REQUIREMENT: The entries underneath need to be duplicated exactly, with none omitted.
━━━━━ EXERCISE DATA
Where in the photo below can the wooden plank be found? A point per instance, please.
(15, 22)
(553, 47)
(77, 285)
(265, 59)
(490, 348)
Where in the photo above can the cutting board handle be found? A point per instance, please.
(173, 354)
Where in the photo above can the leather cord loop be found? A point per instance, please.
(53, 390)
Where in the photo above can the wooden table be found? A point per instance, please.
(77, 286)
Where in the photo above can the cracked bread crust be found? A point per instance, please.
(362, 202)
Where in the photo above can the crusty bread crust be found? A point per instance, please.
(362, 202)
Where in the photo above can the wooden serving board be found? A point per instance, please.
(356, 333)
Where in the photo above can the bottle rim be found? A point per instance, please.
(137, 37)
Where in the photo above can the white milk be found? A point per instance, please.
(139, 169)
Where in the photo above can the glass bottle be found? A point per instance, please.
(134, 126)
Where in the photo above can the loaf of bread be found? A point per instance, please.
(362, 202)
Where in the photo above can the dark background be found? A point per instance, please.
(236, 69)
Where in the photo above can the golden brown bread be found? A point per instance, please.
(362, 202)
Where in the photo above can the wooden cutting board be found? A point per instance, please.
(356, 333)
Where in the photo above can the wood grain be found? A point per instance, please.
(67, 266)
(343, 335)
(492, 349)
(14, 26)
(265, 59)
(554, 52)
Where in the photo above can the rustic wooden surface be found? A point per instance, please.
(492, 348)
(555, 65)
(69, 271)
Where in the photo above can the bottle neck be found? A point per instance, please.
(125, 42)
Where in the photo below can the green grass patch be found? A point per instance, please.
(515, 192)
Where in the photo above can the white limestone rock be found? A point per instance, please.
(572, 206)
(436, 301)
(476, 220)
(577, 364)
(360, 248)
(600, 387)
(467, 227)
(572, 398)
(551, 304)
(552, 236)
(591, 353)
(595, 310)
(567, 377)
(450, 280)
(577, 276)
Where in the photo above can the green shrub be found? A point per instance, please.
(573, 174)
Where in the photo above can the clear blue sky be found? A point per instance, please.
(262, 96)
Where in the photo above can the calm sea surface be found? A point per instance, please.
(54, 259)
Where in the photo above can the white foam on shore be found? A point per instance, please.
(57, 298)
━━━━━━━━━━
RESPONSE TO THIS EXERCISE:
Where in the photo below can the wooden plank be found? A point per instance, please.
(15, 22)
(553, 47)
(77, 285)
(265, 59)
(490, 348)
Where in the photo above can the cutting board handle be found? A point per instance, please.
(173, 354)
Where in the photo above can the leather cord loop be found? A point per instance, please.
(53, 390)
Where in the photo above can the wooden table be found? A point per instance, please.
(77, 286)
Where in the photo above can the cracked bread crust be found? A point per instance, please.
(362, 202)
Where in the photo above can the crusty bread crust be found? A point per instance, please.
(362, 202)
Where in the photo above can the wooden serving board be found? A point per instance, please.
(356, 333)
Where in the photo above can the bottle rim be found? A point per instance, please.
(137, 37)
Where in the photo above can the white milk be found? A point per instance, please.
(139, 169)
Where in the photo above can the glass bottle be found? A point per instance, please.
(134, 126)
Where in the photo above can the loaf of bread be found? A point per instance, please.
(362, 202)
Where in the photo above can the dark background be found? A point per instance, please.
(236, 69)
Where in the photo above can the golden brown bread be found? A point per instance, please.
(362, 202)
Where in the photo above can the wooden cutting board be found? A point per instance, please.
(356, 333)
Where in the photo above can the wood grain be found? A point per instance, please.
(67, 266)
(343, 335)
(492, 349)
(14, 26)
(265, 59)
(554, 52)
Where in the photo above can the rustic wooden surface be found? A point per instance, please.
(492, 348)
(555, 65)
(69, 271)
Where in the photo above can the bottle neck be found? A point per instance, please.
(125, 42)
Where in the photo below can the green grass patch be found? A point per instance, please.
(515, 192)
Where in the photo above can the white limestone rock be found? A point per instance, please.
(572, 206)
(436, 301)
(476, 220)
(577, 364)
(360, 248)
(600, 387)
(467, 227)
(572, 398)
(551, 304)
(552, 236)
(591, 353)
(595, 310)
(567, 377)
(450, 280)
(577, 276)
Where in the photo above can the green shrub be found? A point per instance, please.
(573, 174)
Where in the photo above can the clear blue sky be found? A point per instance, please.
(262, 96)
Where in the photo above can the calm sea surface be found? A point per instance, please.
(54, 259)
Where in the photo above can the white foam on shore be found? A point per instance, please.
(57, 298)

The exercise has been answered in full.